#### [Goal]
Express the lines below as a JSON list of strings, with one string per line and any blank lines left out.

[Saved entries]
────

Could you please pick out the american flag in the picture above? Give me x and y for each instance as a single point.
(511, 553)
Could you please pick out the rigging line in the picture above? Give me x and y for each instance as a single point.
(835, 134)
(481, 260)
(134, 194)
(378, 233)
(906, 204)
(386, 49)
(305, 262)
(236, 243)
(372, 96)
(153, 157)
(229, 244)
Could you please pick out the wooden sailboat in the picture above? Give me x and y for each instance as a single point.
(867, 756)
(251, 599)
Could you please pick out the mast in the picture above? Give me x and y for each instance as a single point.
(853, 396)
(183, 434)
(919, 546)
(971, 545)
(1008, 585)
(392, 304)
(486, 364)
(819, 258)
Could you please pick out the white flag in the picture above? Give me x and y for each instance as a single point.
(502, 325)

────

#### [Task solution]
[
  "Could you please pick out the american flag in the picture above? Give me x and y for each instance as a single point.",
  "(511, 553)",
  "Could you please pick out the rigging line in the picture above? Give me x and y for each instance as a single point.",
  "(835, 134)",
  "(481, 260)",
  "(134, 194)",
  "(378, 233)",
  "(906, 204)",
  "(386, 49)",
  "(305, 262)",
  "(236, 243)",
  "(372, 96)",
  "(153, 157)",
  "(229, 244)",
  "Could you please pick out the wooden sailboat in the picture above? Give me x and y for each instance as a single point.",
  "(867, 756)",
  "(251, 599)",
  "Could you please pick out the mast in the picture above? Give me x and y for each instance as a single point.",
  "(853, 396)",
  "(183, 434)",
  "(919, 546)",
  "(971, 545)",
  "(1008, 585)",
  "(392, 304)",
  "(486, 364)",
  "(819, 258)",
  "Could you please pick out the white flag in the picture above? Give me x and y for each instance as a single point.",
  "(502, 325)"
]